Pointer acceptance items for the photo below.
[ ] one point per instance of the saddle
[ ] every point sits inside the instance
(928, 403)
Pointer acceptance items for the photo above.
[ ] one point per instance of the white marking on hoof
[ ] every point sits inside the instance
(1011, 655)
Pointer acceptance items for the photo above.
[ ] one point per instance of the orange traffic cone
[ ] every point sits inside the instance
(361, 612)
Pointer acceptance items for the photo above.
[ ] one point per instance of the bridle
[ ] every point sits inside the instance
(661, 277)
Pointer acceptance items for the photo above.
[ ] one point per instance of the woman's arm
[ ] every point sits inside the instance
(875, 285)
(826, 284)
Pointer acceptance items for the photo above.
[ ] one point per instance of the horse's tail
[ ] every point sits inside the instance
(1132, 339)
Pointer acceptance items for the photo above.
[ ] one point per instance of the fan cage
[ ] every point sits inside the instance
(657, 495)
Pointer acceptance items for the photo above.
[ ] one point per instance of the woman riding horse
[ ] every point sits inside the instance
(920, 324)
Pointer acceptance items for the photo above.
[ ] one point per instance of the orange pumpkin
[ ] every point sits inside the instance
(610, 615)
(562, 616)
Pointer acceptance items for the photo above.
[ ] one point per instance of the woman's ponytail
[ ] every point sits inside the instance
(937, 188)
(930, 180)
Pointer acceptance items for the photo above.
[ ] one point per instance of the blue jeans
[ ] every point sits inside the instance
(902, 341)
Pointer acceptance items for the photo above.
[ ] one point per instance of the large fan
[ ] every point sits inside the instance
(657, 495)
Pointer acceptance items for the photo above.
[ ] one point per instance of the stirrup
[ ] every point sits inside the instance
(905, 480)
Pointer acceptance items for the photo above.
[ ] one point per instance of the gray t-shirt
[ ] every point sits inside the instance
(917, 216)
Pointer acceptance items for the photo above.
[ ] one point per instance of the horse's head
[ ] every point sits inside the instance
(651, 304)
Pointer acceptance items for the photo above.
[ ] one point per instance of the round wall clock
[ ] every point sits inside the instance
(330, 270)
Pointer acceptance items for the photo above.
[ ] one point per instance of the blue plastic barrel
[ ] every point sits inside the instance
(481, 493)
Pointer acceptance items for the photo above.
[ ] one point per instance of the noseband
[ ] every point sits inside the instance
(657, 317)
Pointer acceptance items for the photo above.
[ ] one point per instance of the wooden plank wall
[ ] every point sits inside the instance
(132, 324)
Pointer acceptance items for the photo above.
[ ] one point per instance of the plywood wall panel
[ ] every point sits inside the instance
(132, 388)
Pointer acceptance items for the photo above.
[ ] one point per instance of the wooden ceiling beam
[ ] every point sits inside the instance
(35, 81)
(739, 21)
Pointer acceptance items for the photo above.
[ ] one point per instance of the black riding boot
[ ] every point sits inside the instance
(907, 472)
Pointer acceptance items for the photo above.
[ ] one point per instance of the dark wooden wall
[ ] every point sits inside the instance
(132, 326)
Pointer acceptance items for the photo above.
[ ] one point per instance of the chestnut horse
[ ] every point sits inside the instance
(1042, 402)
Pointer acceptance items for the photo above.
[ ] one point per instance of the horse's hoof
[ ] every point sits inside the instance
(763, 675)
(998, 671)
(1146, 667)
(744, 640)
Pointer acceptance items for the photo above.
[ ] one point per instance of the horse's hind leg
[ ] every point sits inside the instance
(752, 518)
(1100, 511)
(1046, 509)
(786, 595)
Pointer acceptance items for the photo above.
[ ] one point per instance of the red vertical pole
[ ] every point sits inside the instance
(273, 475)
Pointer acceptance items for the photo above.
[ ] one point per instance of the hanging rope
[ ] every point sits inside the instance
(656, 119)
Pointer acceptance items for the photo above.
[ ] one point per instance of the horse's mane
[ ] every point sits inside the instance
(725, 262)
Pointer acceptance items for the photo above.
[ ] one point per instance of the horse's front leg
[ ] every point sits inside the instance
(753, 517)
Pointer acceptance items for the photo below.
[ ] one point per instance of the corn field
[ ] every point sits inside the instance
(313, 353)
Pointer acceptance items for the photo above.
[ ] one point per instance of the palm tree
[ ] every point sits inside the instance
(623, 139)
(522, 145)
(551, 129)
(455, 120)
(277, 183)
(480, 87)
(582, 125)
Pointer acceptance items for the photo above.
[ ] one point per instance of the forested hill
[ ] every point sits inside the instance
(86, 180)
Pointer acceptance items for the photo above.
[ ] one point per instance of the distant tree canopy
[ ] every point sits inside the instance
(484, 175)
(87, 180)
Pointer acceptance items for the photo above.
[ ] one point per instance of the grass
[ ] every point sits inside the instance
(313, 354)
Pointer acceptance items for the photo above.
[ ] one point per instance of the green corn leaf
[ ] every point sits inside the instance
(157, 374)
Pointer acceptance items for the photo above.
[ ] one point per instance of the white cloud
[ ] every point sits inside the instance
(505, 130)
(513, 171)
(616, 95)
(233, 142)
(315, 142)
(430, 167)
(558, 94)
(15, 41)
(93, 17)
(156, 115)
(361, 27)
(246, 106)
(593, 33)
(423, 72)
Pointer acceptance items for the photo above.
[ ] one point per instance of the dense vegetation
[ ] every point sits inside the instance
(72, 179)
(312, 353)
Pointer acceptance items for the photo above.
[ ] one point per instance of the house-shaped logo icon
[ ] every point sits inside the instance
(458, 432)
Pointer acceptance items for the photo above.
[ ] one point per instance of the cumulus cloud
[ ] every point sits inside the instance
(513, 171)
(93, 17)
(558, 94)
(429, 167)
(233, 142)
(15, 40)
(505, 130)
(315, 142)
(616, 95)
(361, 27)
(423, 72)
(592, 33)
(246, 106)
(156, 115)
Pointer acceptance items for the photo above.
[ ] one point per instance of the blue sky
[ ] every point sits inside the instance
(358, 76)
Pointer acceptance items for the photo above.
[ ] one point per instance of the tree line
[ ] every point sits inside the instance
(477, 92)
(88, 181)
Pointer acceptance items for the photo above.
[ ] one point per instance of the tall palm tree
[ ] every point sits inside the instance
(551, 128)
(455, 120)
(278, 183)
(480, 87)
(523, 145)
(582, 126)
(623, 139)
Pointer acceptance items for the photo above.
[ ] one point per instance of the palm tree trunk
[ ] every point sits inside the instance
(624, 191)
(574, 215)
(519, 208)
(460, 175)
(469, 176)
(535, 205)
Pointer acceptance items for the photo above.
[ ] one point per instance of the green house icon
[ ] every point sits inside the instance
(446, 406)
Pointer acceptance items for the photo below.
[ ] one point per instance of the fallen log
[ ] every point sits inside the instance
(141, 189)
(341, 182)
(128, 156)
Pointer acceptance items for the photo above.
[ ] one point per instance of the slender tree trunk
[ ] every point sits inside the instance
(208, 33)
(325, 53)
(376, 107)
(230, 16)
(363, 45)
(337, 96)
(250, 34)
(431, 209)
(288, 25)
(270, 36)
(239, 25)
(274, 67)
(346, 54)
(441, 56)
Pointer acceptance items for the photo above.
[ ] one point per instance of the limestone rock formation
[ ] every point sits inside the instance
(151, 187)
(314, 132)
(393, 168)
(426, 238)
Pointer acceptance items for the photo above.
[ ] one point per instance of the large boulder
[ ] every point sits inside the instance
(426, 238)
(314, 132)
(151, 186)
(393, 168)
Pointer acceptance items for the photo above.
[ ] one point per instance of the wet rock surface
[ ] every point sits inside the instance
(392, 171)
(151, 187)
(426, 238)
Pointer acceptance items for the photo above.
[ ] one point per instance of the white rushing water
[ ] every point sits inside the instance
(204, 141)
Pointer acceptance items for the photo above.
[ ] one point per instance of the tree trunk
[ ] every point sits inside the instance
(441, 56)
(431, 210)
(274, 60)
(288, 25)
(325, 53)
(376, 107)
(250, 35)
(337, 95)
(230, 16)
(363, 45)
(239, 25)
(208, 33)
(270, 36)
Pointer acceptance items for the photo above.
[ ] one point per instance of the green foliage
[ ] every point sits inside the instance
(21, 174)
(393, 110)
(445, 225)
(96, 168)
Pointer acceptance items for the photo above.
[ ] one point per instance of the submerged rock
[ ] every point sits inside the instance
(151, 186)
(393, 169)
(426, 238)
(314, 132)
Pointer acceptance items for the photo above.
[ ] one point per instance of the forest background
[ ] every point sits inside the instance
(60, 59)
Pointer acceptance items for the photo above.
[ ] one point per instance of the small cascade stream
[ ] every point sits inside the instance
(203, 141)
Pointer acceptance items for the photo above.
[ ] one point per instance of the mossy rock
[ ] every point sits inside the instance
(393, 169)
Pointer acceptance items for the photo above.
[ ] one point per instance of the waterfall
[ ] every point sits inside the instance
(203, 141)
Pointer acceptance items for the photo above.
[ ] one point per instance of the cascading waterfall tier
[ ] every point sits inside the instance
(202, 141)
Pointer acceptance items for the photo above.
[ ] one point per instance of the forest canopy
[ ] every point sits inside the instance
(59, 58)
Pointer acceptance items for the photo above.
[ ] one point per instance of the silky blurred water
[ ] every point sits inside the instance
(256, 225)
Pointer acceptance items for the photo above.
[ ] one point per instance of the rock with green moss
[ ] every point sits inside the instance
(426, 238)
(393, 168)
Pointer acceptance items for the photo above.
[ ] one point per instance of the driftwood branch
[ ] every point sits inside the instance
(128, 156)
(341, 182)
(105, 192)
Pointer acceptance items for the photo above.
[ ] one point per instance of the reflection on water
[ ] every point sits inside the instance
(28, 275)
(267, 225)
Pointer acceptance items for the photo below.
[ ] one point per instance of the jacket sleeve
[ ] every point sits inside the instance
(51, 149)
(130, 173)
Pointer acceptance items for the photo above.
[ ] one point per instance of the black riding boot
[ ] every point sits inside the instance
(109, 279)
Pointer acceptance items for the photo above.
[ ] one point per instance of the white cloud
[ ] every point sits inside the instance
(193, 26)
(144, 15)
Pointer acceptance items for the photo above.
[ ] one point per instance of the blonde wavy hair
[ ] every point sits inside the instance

#####

GIVEN EXERCISE: List every line above that contains the string "rock", treating uppercase and lowercase letters as different.

TASK ANSWER:
[ ] one point per instance of the limestone rock formation
[ ] one point per instance of the wet rock surface
[ ] one point per instance of the submerged rock
[ ] one point per instance of the mossy rock
[ ] one point per instance of the rock with green moss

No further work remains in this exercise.